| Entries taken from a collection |

--- START ---

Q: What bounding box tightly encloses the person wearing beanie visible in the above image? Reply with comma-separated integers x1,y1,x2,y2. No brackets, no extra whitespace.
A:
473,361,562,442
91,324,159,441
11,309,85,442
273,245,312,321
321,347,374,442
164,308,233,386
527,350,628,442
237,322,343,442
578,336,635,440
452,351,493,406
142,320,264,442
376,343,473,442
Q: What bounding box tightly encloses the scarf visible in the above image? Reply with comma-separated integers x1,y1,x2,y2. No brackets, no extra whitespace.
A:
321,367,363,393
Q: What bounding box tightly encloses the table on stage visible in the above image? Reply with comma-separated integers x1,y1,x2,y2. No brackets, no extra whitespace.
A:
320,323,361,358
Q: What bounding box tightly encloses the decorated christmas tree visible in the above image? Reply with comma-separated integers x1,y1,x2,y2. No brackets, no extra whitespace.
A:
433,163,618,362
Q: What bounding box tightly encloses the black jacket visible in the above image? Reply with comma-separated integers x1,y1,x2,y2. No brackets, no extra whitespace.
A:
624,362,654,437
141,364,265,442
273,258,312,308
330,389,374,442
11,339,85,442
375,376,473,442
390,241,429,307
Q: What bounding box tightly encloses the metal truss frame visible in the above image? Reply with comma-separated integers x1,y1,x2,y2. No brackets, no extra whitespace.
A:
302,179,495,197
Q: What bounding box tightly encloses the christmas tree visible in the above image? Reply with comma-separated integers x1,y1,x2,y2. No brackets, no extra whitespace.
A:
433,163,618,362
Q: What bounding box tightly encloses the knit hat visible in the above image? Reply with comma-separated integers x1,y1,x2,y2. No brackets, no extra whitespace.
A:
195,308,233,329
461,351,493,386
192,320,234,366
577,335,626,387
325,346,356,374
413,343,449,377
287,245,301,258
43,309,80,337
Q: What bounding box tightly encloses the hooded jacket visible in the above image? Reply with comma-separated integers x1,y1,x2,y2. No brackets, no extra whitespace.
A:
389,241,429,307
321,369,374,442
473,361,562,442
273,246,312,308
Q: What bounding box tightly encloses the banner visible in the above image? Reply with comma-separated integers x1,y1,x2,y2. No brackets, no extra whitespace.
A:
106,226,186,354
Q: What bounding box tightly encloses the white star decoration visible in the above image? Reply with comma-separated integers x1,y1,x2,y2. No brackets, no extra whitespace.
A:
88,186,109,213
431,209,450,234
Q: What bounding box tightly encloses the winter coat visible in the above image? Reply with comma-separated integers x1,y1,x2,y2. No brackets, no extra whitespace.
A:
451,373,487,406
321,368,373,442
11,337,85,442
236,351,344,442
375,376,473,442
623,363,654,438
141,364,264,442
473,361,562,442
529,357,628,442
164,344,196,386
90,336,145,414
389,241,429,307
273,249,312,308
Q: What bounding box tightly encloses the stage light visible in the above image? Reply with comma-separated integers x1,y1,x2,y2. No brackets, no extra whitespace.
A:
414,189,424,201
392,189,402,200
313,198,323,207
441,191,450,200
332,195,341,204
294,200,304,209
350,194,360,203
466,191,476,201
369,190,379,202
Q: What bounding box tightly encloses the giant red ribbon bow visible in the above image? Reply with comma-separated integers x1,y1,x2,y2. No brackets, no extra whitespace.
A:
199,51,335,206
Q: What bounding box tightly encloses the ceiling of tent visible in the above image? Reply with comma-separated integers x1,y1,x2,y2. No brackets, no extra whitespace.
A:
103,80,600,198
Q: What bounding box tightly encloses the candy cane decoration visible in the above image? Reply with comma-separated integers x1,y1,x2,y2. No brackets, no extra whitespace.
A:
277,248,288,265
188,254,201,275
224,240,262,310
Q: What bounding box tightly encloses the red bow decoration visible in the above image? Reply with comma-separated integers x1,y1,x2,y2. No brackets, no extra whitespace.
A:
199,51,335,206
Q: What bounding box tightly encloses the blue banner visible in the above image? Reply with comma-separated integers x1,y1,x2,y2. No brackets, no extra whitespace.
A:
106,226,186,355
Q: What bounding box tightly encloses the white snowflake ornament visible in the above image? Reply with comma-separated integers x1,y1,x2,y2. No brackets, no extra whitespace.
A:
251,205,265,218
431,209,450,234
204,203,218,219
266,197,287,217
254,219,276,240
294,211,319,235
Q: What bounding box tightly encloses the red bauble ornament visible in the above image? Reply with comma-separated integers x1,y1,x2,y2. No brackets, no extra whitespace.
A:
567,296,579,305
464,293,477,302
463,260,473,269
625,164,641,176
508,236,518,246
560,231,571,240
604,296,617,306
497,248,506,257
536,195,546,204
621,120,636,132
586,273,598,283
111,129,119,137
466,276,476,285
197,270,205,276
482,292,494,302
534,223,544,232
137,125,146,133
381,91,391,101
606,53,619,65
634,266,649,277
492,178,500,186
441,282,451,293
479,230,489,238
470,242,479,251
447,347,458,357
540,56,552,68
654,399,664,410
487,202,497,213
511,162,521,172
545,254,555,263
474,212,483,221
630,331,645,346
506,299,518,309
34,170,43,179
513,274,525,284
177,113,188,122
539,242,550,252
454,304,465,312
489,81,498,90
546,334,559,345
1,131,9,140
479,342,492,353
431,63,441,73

--- END ---

Return all the lines shown above, word for word.

Q: What bounding box tightly encloses the person wearing beanie visible in the above image? Reply with comma-separated integers x1,y1,x2,y2. No brackets, no extra whitespace.
A:
473,361,562,442
91,324,159,441
11,309,85,442
273,245,312,321
321,347,374,442
164,308,233,386
527,350,628,442
237,322,343,442
578,336,635,440
452,351,493,406
142,320,264,442
376,343,473,442
Q: What bounding box tightly encloses the scarf visible in the above image? Reply with comma-separated integers x1,y1,x2,y2. No brackets, no extra whitespace.
A:
321,367,363,393
Q: What bounding box tightly encloses the table on stage visible in the above image? Reply with comma-separated integers x1,y1,x2,y2. No brackets, no extra whitespace.
A:
320,323,361,358
Q: What bounding box tightly encloses the decorated christmas tree visible in the above image? Reply with comma-separated integers x1,y1,x2,y2. No brackets, no extra whitespace.
A:
433,163,618,362
Q: What bounding box tightly encloses the black jacket visible in the above image? Reply with comma-separated integers x1,y1,x2,y2. No brackets, no extra whitespace.
A:
624,362,654,437
141,364,265,442
273,258,312,308
330,389,374,442
11,339,85,442
375,376,473,442
390,241,429,307
Q: What bounding box tightly encloses the metal truss frame visible in the above image? Reply with comma-separated integers x1,y1,x2,y2. No brackets, no extra whitespace.
A:
302,179,495,197
Q: What bounding box tightly encloses the christmas tree visible in the above image? Reply with comma-separated integers x1,y1,x2,y2. No brackets, no extra whitespace.
A:
433,163,618,362
Q: What bounding box tightly encloses the knit hat visible in the above image? Reply with comma-separated integers x1,y1,x2,y2. No brackets, no extra whitespace.
A:
195,308,233,329
461,351,493,386
192,320,234,366
577,335,626,387
325,346,356,374
413,343,449,377
287,245,301,258
43,309,80,337
Q: What bounding box tightly encloses the hooded jacket visible in the above image? Reply with comma-separated integers x1,y1,x2,y2. No brackets, no extra whitespace.
A:
389,241,429,307
321,369,374,442
473,361,562,442
273,246,312,308
Q: What bounding box tightly encloses the banner visible in the above image? Reply with comma-separated integers x1,y1,x2,y2. No brackets, no extra whitespace.
A:
106,226,186,354
Q: What bounding box tightly encloses the white star decoration visible in the above image? Reply with comma-separated integers x1,y1,x2,y2. No brackets, no extra whitespace.
A:
88,186,109,213
431,209,450,234
Q: What bounding box tightly encloses the winter coat visible in the above image? Reply with comma-separated integers x1,y1,x2,y2. No brackets, no extra whitespace.
A:
451,373,487,406
321,368,373,442
11,337,85,442
236,351,344,442
375,376,473,442
623,363,654,438
141,364,264,442
473,361,562,442
529,357,628,442
164,344,196,386
90,336,145,414
389,241,429,307
273,249,312,308
Q: What bounding box tightly encloses the stage light visible in the above image? Reply with comma-separated integers x1,y1,x2,y2. No brackets, no extra whitespace.
A:
414,189,424,201
392,189,402,200
313,198,323,207
441,191,450,200
332,195,341,204
294,200,304,209
350,194,360,203
466,191,476,201
369,190,379,202
Q: What bounding box tightly encloses the giant red ribbon bow visible in the above image? Reply with comma-separated integers x1,y1,x2,y2. No brackets, no extra whitespace.
A:
199,51,335,206
Q: What bounding box tightly encloses the ceiling of tent visible in the above image? Reply with comma-separated integers x1,y1,x2,y2. No brackets, no extra whitespace.
A:
103,80,600,198
Q: What bounding box tightly encloses the candy cane decoration visible in the above image? Reply with comma-separated integers x1,y1,x2,y2. No brackets, no extra whitespace.
A:
277,248,288,265
188,254,201,275
224,240,262,310
Q: What bounding box tightly encloses the red bow decoration visible in the above image? Reply with comma-separated integers x1,y1,x2,y2. No brackets, no extra whitespace.
A:
199,51,335,206
Q: What bounding box tightly encloses the blue banner visible in the above image? Reply with comma-separated integers x1,y1,x2,y2. No brackets, no extra whitespace.
A:
106,226,186,355
Q: What bounding box tightly encloses the white snowflake ornament visible in the above image? Reply with comma-separated integers x1,y1,x2,y2. No brackets, no extra whitespace.
A:
251,205,265,218
431,209,450,234
204,203,218,219
266,197,287,217
254,219,276,240
294,211,319,235
Q: What bounding box tightly encloses the red bauble ornament visible in the above image? Reply with comma-separated integers x1,y1,x2,y2. No brackets, no extra whitespace.
A:
567,296,579,305
464,293,477,302
463,260,473,269
625,164,641,176
508,236,518,246
560,231,571,240
604,296,617,306
497,248,506,257
536,195,546,204
621,120,636,132
586,273,598,283
111,129,119,137
466,276,476,285
197,270,205,276
482,292,494,302
534,223,544,232
137,125,146,133
381,91,391,101
606,53,619,65
634,266,649,277
492,178,500,186
441,282,451,293
479,230,489,238
470,242,479,251
447,347,458,357
540,56,552,68
654,399,664,410
487,202,497,213
511,162,521,172
545,254,555,263
474,212,483,221
630,331,645,346
506,299,518,309
34,170,43,179
513,274,525,284
177,113,188,122
539,242,550,252
454,304,465,312
489,81,498,90
546,334,559,345
1,131,9,140
479,342,492,353
431,63,441,73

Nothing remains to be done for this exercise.